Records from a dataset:
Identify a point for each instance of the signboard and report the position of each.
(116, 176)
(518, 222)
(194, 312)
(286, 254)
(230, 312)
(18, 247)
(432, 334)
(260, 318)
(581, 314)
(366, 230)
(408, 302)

# [Your task]
Repeat the material above exactly.

# [Exercise answer]
Identify a point for each instance of the signboard and report the position of each.
(116, 176)
(518, 222)
(194, 312)
(286, 254)
(230, 312)
(18, 247)
(432, 334)
(260, 318)
(581, 314)
(366, 230)
(408, 302)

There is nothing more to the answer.